> Excerpted passage
Start of Block

Arizona State University will launch a new Biomimicry Center devoted to the research and development of initiatives that use nature’s own time-tested strategies to tackle our biggest sustainability challenges.
A joint venture of ASU and Biomimicry 3.8, the Biomimicry Center will kick off March 3 with an interactive symposium of lectures, discussion, and hands-on activities at ASU’s Tempe campus. The center’s aim is to bring together the expertise of a wide range of disciplines—including biology, chemistry, engineering, business, material science, psychology, design, and architecture—to create a new multipronged approach to sustainability.
“Biomimicry thinking is a skill set for 21st century careers,” Biomimicry Center co-director Prasad Boradkar said in a statement. “It allows professionals in any field to contribute to sustainable solutions through systems-thinking, creativity, and interdisciplinary collaboration.” Boradkar, who is a professor at ASU’s Herberger Institute for Design and the Arts, will head the center with Biomimicry 3.8’s Dayna Baumeister. Baumeister founded Biomimcry 3.8 in 2005 with Janine Benyus, the science writer credited with popularizing the term.
The Biomimicry Center will also coordinate curricula for ASU students, offering the first-ever master’s of science and graduate certificate programs in biomimicry, both to be completed online. An on-campus master’s program is under development.
Scientists and inventors have long turned to nature for inspiration (planes of course mimic birds, and Velcro copies burr), but it is only recently that biomimicry has started to gain traction as a real discipline to be incorporated into interdisciplinary research.
Next month’s Techonomy Bio conference will also take a look at how bio-inspiration is changing our processes. The “Bio at the Scale of Architecture” session will explore how people are using biology in building—creating whole new components that range from bricks to insulation. “The Future of F&B” will discuss how tech, bio, agronomy, and chemistry are coming together to solve local, regional, and global food challenges by emulating and improving upon the Earth’s natural processes.

End of Block

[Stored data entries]

Start of Block

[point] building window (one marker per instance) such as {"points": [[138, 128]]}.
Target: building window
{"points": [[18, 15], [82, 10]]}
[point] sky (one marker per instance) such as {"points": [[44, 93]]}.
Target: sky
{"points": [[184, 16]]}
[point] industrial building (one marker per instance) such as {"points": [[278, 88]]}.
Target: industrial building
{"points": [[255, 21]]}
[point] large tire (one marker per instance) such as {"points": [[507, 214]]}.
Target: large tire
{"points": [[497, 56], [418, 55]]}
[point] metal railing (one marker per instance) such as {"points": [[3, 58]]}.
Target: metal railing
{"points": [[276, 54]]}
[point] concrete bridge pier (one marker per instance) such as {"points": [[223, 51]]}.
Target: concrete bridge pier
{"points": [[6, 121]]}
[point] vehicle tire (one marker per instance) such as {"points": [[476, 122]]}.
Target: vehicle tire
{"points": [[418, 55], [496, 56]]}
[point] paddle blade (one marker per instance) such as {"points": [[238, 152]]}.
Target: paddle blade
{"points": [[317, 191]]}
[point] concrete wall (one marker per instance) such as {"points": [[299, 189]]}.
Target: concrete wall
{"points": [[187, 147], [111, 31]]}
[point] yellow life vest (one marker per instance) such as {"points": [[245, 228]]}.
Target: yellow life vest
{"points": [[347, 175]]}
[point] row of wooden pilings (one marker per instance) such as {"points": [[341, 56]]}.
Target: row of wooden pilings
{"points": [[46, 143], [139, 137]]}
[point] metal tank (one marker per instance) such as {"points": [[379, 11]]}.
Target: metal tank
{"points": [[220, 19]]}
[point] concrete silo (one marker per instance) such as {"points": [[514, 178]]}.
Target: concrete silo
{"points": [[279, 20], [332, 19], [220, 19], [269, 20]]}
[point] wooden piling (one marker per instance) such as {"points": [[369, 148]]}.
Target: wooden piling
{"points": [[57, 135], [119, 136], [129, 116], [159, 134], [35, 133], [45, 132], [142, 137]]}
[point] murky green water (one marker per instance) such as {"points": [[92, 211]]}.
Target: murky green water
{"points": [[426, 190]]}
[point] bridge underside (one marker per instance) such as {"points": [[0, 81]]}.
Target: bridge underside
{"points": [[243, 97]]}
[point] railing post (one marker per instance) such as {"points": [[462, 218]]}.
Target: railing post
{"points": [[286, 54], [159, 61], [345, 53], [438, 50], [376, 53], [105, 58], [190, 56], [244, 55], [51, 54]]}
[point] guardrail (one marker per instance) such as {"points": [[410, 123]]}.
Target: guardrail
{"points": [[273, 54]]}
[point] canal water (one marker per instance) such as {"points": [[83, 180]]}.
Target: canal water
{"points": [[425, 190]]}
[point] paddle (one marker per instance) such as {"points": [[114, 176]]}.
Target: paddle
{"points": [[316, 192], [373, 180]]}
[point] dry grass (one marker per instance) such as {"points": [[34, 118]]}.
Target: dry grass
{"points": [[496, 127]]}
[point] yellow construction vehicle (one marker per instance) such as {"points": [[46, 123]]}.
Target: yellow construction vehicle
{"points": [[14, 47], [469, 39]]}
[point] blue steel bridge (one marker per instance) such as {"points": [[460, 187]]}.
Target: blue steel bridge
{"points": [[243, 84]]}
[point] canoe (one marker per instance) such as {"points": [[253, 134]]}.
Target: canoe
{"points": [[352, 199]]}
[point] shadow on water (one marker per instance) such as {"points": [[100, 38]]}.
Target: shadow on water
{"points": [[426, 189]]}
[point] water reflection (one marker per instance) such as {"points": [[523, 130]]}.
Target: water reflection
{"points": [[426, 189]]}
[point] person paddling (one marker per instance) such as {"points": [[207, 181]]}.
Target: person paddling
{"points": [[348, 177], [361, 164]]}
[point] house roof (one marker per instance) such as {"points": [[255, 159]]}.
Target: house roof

End of Block

> Set of tasks
1 - On what date will the Biomimicry Center kick off, according to the article on ASU's Biomimicry Center?
2 - Retype the article on ASU's Biomimicry Center from "Next month’s Techonomy" up to and including "Earth’s natural processes.".
These rows have no connection to the article on ASU's Biomimicry Center.

> List of solutions
1 - March 3.

2 -
Next month’s Techonomy Bio conference will also take a look at how bio-inspiration is changing our processes. The “Bio at the Scale of Architecture” session will explore how people are using biology in building—creating whole new components that range from bricks to insulation. “The Future of F&B” will discuss how tech, bio, agronomy, and chemistry are coming together to solve local, regional, and global food challenges by emulating and improving upon the Earth’s natural processes.